▶ **Exercise input**:
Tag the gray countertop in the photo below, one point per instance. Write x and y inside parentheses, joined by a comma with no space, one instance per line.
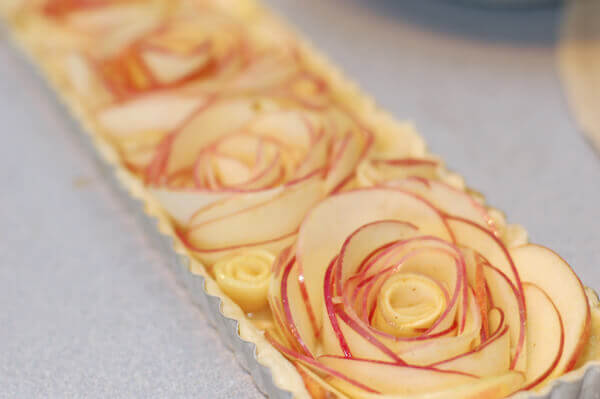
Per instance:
(88,307)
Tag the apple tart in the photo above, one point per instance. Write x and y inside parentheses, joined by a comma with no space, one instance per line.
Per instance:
(343,247)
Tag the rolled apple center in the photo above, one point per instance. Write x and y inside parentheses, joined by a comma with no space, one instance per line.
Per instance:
(245,278)
(407,304)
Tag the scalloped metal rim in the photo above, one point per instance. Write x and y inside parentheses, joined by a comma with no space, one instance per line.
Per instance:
(583,383)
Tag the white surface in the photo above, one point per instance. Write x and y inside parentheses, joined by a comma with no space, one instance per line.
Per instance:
(88,307)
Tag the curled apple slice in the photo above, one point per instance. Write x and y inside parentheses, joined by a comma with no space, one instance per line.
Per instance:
(546,270)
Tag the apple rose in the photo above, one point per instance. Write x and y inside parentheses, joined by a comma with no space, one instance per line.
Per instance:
(408,291)
(242,172)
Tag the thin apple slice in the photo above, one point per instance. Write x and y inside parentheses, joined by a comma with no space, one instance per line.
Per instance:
(154,112)
(396,379)
(545,337)
(284,213)
(448,199)
(376,171)
(327,226)
(548,271)
(490,359)
(489,388)
(205,128)
(237,202)
(181,205)
(170,67)
(508,299)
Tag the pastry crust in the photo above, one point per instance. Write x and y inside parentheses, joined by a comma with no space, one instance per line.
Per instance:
(29,31)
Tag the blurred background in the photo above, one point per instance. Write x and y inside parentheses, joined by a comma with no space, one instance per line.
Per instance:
(86,317)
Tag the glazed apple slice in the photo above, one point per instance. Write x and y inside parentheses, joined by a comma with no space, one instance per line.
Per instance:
(327,226)
(396,379)
(154,112)
(489,388)
(545,336)
(550,273)
(449,199)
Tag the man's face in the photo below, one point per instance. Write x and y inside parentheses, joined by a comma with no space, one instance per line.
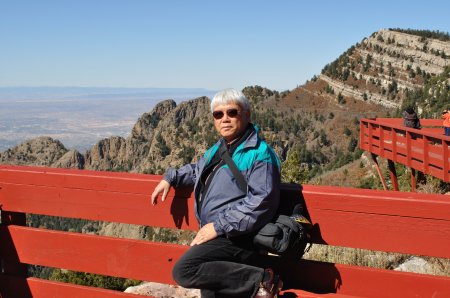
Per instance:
(230,120)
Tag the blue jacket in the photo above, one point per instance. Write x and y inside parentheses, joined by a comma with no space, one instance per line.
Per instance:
(233,212)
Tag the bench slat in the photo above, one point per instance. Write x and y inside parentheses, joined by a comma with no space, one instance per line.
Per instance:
(324,278)
(13,287)
(134,259)
(98,205)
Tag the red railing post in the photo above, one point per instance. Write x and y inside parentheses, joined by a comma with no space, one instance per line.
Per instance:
(374,158)
(10,263)
(445,166)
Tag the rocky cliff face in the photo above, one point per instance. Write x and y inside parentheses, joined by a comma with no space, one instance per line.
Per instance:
(169,135)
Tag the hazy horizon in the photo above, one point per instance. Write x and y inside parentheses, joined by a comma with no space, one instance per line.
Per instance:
(78,117)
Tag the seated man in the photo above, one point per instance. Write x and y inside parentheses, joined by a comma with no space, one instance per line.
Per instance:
(220,257)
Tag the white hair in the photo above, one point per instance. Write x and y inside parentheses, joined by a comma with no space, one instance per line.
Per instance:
(228,96)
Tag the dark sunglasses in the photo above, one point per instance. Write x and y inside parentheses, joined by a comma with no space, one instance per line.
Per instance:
(232,113)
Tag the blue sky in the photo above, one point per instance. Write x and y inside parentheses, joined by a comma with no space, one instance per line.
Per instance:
(191,44)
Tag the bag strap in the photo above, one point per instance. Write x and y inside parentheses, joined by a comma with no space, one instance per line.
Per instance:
(225,155)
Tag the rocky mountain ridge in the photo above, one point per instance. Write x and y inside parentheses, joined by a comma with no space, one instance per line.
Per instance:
(313,128)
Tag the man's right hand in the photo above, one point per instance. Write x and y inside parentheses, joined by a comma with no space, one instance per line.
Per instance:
(163,187)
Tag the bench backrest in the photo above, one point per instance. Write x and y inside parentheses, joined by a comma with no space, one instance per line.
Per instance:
(378,220)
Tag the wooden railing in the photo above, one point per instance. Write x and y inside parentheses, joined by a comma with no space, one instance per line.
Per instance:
(425,150)
(408,223)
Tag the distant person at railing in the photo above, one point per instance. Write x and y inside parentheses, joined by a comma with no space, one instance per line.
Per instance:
(222,260)
(446,117)
(410,118)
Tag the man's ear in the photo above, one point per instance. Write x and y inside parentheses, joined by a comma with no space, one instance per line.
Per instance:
(247,114)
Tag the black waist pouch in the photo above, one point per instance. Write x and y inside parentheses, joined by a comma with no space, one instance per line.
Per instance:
(287,236)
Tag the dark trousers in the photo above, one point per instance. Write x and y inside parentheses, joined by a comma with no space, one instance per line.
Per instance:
(220,268)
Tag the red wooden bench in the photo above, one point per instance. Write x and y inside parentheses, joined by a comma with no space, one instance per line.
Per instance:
(378,220)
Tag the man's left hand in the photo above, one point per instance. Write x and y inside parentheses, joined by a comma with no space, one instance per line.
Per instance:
(206,233)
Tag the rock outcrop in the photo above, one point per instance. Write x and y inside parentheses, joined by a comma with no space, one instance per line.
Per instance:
(383,68)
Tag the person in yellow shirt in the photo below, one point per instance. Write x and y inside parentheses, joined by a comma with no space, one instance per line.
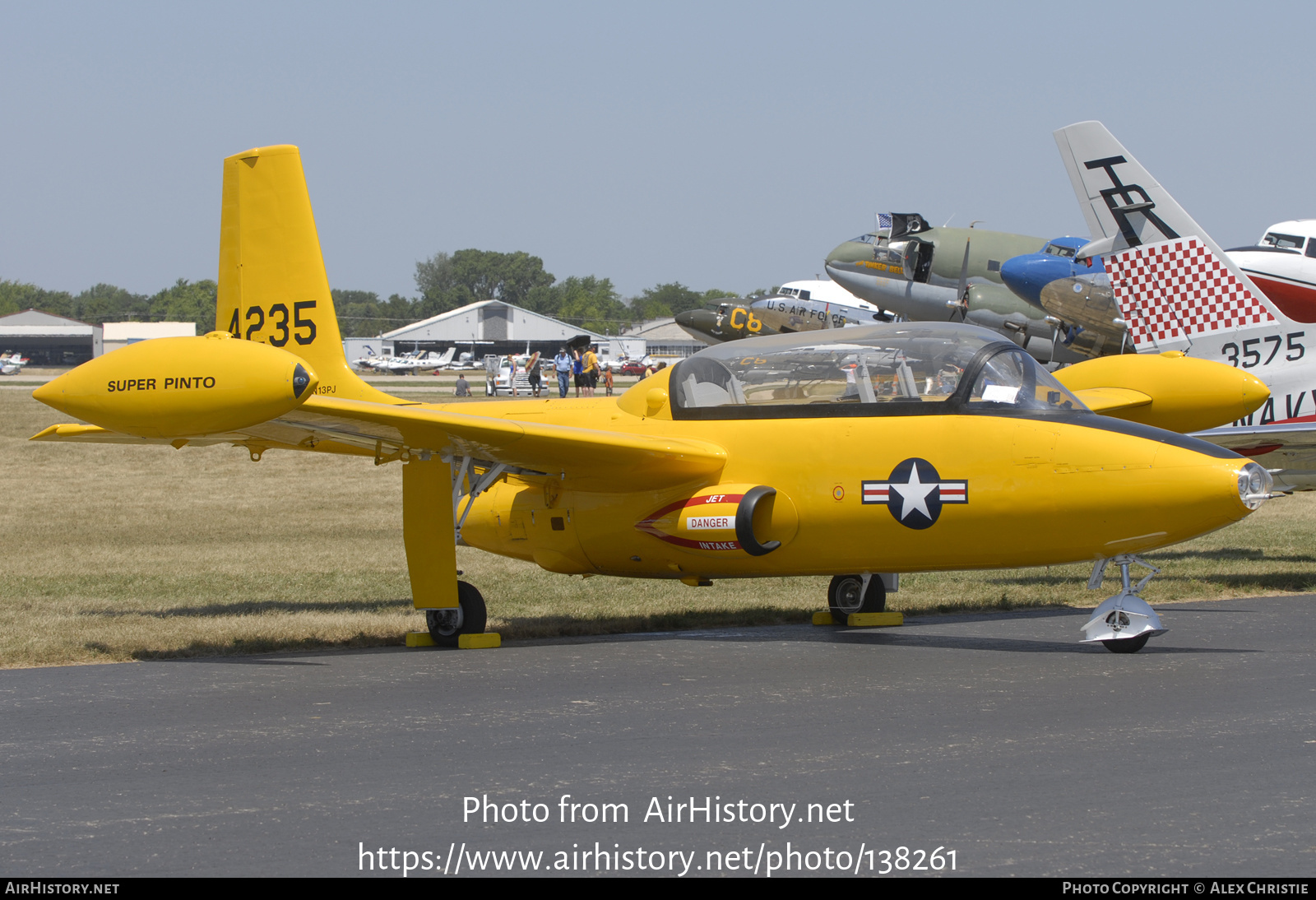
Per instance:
(590,366)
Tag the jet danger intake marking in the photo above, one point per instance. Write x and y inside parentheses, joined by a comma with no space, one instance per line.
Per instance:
(915,492)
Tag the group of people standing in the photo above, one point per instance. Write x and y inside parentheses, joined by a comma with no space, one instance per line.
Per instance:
(585,369)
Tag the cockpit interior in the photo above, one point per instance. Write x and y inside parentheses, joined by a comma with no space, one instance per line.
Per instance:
(879,370)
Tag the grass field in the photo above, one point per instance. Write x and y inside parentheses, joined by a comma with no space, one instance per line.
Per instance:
(132,553)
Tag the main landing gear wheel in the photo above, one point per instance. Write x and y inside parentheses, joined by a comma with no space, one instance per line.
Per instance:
(1127,645)
(470,617)
(846,595)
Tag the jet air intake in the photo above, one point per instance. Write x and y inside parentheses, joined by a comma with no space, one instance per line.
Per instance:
(727,520)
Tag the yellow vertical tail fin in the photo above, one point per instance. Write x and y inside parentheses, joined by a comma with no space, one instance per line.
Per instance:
(273,282)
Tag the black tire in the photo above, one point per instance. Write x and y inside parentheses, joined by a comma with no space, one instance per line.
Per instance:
(474,617)
(1127,645)
(842,596)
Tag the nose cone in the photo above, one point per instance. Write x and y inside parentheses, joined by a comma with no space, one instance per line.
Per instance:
(1026,276)
(701,324)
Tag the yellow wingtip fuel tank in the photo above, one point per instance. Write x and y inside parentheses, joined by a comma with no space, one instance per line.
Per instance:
(1181,394)
(183,387)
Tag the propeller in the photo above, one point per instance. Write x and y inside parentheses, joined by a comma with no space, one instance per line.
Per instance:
(962,291)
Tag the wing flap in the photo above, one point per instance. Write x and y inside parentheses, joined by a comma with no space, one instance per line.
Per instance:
(1107,401)
(590,458)
(70,434)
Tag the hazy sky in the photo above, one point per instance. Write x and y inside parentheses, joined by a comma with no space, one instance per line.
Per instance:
(719,145)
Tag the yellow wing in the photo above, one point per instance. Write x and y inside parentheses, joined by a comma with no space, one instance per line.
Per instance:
(591,459)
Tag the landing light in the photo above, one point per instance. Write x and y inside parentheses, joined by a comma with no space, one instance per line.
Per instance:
(1254,485)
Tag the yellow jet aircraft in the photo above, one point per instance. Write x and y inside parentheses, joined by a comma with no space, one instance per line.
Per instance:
(853,452)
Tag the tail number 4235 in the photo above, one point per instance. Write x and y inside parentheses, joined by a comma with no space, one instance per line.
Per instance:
(278,315)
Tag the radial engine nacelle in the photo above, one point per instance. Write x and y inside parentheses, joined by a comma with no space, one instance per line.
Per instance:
(183,387)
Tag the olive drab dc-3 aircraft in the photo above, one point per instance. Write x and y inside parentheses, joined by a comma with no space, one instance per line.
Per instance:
(951,274)
(1175,290)
(931,447)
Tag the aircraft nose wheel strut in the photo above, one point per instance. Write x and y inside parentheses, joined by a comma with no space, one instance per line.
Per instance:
(1123,623)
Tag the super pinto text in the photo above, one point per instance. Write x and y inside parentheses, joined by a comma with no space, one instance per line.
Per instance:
(182,383)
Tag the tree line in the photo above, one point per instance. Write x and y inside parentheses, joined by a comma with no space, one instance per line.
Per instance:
(444,282)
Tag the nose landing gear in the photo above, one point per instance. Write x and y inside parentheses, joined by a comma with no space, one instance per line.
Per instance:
(1123,623)
(855,594)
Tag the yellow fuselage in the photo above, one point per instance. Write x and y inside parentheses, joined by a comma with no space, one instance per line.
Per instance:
(1024,479)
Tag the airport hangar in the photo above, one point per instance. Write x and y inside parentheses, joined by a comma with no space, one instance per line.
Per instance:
(494,327)
(484,328)
(50,340)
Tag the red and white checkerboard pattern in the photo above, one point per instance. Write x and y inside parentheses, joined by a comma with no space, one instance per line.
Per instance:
(1178,290)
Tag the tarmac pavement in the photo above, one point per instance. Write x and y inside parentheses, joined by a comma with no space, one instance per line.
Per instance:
(997,735)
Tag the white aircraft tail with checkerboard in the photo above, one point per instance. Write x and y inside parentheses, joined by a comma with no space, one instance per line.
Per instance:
(1177,290)
(1175,287)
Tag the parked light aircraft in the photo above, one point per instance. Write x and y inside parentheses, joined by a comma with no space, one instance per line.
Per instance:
(1283,266)
(931,447)
(803,305)
(12,362)
(1178,291)
(938,274)
(412,364)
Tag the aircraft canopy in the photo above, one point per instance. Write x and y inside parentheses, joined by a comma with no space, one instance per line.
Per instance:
(878,370)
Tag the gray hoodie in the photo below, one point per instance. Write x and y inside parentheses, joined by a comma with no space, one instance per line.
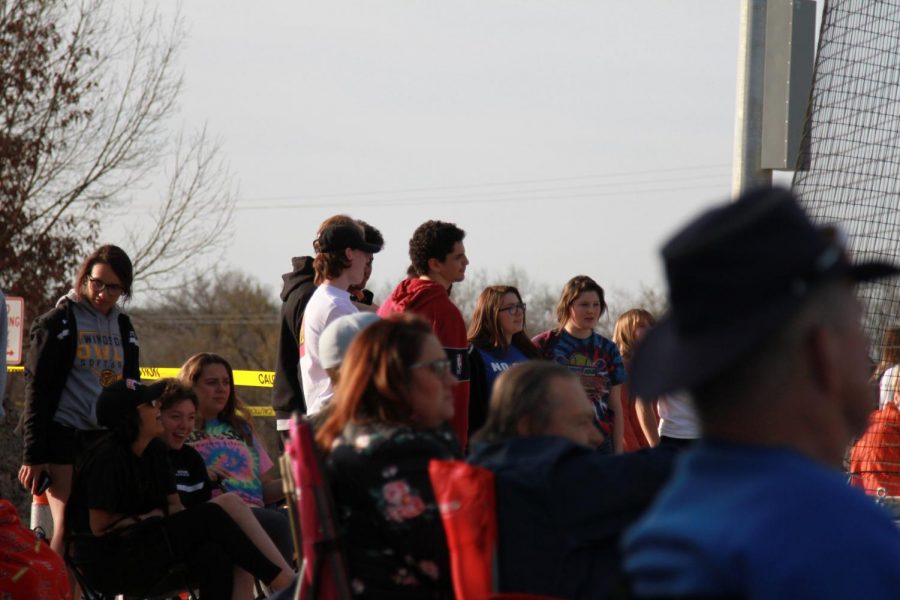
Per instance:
(99,360)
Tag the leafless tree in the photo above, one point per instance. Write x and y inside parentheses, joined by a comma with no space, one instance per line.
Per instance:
(89,90)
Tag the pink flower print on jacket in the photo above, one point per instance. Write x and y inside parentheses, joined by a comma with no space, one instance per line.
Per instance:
(400,502)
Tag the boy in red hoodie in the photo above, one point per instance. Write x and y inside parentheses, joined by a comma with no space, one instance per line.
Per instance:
(438,260)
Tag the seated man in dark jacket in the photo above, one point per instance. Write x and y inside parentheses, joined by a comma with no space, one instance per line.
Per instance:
(561,506)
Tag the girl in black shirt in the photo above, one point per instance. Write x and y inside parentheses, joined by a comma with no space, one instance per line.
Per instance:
(126,528)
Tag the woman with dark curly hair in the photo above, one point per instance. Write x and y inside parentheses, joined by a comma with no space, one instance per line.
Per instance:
(388,421)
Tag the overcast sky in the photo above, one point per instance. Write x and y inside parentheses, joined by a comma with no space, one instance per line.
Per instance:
(564,137)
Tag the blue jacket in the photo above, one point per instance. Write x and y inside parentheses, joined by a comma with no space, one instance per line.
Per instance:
(561,509)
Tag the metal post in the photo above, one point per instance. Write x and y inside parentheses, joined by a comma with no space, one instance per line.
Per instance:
(746,170)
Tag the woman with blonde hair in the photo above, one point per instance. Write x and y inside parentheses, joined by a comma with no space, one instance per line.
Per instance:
(887,373)
(84,343)
(388,421)
(497,340)
(594,358)
(630,327)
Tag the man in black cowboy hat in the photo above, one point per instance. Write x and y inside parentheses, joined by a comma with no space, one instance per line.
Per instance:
(764,332)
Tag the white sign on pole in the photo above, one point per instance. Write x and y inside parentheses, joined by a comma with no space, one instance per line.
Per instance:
(15,309)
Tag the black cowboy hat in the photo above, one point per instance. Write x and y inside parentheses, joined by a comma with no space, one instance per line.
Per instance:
(735,275)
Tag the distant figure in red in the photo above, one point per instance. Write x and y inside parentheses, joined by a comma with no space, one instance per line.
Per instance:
(875,458)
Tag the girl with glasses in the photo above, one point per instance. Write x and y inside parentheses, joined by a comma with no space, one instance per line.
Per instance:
(497,340)
(389,419)
(81,345)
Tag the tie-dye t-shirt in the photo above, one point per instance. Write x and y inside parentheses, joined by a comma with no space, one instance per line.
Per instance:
(221,446)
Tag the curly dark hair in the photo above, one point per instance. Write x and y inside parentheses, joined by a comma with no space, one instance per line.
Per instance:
(432,239)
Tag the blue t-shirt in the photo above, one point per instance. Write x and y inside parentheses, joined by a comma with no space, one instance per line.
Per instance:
(497,361)
(595,359)
(757,522)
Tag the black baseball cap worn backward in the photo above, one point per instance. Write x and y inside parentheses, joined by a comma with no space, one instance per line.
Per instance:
(735,275)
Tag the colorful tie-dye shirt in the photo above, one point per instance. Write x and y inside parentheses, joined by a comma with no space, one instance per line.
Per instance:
(597,362)
(221,446)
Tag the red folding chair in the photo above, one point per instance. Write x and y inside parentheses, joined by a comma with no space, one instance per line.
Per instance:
(467,500)
(323,572)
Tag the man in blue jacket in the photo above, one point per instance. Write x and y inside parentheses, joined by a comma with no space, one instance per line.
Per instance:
(764,330)
(561,505)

▶ **Requirement**:
Extract every line from the one containing "Tag the girl with" to the end of the entries, including both of those lines, exactly as given and with nothing added.

▶ **Solution to the exercise**:
Tag the girl with glasses in the photo above, one point per instance. Write x and y inside parentheses, joined by a comma with no space, one instance per line.
Per instance:
(497,340)
(389,419)
(81,345)
Tag the tie-dye t-shirt in the photo above, one point per instance. Write x and y inside parentheses, joined by a comma with no space, one instance per line.
Per instance:
(221,446)
Tag the curly dark hair in the photo above, one point per instance. Write x and y inside parentheses, joined by a comma with no space, one instance per line.
Per instance:
(432,239)
Tag the blue t-shirt in the photo above, one point per instance. Write x and y inside parentheses, joined by a comma with no space, one instance per line.
Per instance:
(497,361)
(595,359)
(757,522)
Tag the black baseball cap worn backward in the photo above, one point per instance. Write x and y inside parentheses, joined by a comma with no space, one instance per line.
Per instance:
(735,275)
Tag the colorful tie-dye shirt in the photo above, one point per instance. Write x and y inside parentheses, joined by a comma with no space, one instance per line.
Per instance:
(597,362)
(221,446)
Tag the red folding chair in the photo above, one point per instance. Write x and y inside parentheses, joined by a comma with no space, one instance per line.
Per instance:
(467,500)
(323,572)
Tag the man in blue jacket in the photo above, one point per instance. Write x and y inside parentheses, joined by a comma with no space, one instance per line.
Per instance:
(764,330)
(561,505)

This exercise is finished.